> **CONSIGNE ÉCRITE 1**
Reproduisez sans rien changer le passage de l'extrait sur le choix et le souhait qui s'ouvre sur les mots contenant «D'autre part, le» et se clôt sur «ses propres moyens.».

> **ARTICLE**

+++

Aristote
Extrait du document
«
Le choix n'est certainement pas la même chose que le souhait, bien qu'il
en soit visiblement fort voisin.
Il n'y a pas de choix, en effet, des choses
impossibles, et si on prétendait faire porter son choix sur elles on
passerait pour insensé; au contraire, il peut y avoir souhait des choses
impossibles, par exemple de l'immortalité.
D'autre part, le souhait peut
porter sur des choses qu'on ne saurait d'aucune manière mener à bonne
fin par soi-même, par exemple faire que tel acteur ou tel athlète
remporte la victoire; au contraire, le choix ne s'exerce jamais sur de
pareilles choses, mais seulement sur celles qu'on pense pouvoir produire
par ses propres moyens.

+++

> **DONNÉES FOURNIES**
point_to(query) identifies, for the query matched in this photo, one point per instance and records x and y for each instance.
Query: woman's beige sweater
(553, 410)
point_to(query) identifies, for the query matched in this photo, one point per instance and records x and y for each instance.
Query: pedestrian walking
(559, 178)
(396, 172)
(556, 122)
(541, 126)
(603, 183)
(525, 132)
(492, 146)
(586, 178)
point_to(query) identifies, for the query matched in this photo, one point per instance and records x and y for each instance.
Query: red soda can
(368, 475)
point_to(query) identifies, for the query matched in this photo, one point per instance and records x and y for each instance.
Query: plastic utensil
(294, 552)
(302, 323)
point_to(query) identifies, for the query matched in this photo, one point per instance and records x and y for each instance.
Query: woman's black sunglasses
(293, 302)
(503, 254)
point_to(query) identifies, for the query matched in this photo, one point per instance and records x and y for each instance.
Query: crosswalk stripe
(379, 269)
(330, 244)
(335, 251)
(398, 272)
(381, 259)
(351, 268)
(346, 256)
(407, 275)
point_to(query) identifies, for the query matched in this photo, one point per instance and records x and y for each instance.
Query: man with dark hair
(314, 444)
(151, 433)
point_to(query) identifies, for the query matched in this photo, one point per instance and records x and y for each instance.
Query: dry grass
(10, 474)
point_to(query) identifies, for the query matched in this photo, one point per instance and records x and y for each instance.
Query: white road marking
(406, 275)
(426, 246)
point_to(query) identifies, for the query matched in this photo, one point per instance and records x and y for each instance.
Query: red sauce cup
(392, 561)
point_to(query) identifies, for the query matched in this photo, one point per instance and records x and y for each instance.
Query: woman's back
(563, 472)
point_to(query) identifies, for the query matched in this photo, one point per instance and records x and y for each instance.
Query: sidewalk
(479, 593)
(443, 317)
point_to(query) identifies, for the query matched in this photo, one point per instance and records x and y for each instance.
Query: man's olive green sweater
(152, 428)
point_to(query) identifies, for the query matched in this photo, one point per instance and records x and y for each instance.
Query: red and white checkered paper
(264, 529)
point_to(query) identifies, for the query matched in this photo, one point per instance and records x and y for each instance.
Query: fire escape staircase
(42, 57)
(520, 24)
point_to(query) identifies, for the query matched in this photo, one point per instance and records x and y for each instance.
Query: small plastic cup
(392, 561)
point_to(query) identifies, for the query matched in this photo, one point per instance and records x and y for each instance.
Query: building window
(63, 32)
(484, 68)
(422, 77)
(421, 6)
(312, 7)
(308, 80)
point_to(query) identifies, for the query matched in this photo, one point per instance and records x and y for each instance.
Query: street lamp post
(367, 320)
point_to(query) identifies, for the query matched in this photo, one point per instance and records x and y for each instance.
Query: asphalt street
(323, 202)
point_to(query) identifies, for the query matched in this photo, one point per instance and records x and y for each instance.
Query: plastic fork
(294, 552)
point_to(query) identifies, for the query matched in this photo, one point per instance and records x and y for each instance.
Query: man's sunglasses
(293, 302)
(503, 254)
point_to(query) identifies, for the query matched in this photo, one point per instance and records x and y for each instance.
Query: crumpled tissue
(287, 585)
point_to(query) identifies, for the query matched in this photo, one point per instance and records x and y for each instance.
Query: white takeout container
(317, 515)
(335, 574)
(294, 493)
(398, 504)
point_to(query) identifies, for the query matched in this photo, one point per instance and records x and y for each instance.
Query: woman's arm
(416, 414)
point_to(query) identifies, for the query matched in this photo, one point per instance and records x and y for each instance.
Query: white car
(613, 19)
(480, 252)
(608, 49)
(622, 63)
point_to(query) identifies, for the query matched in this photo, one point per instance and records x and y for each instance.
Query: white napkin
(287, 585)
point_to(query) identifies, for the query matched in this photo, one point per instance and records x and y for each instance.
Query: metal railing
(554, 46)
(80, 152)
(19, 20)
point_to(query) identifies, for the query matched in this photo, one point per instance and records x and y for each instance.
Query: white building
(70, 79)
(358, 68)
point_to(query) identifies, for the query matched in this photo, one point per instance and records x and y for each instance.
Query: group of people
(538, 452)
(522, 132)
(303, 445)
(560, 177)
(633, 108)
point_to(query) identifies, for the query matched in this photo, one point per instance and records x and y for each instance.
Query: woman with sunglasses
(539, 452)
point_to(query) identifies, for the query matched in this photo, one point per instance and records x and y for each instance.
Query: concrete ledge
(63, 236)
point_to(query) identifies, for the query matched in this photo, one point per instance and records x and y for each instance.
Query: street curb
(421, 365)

+++

> **CONSIGNE ÉCRITE 2**
Repérez dans les enregistrements chaque ligne où figure la chaîne «building», puis recopiez ces lignes.

> **RÉPONSE COMPLÈTE 1**
D'autre part, le souhait peut
porter sur des choses qu'on ne saurait d'aucune manière mener à bonne
fin par soi-même, par exemple faire que tel acteur ou tel athlète
remporte la victoire; au contraire, le choix ne s'exerce jamais sur de
pareilles choses, mais seulement sur celles qu'on pense pouvoir produire
par ses propres moyens.

> **RÉPONSE COMPLÈTE 2**
Query: building window
Query: white building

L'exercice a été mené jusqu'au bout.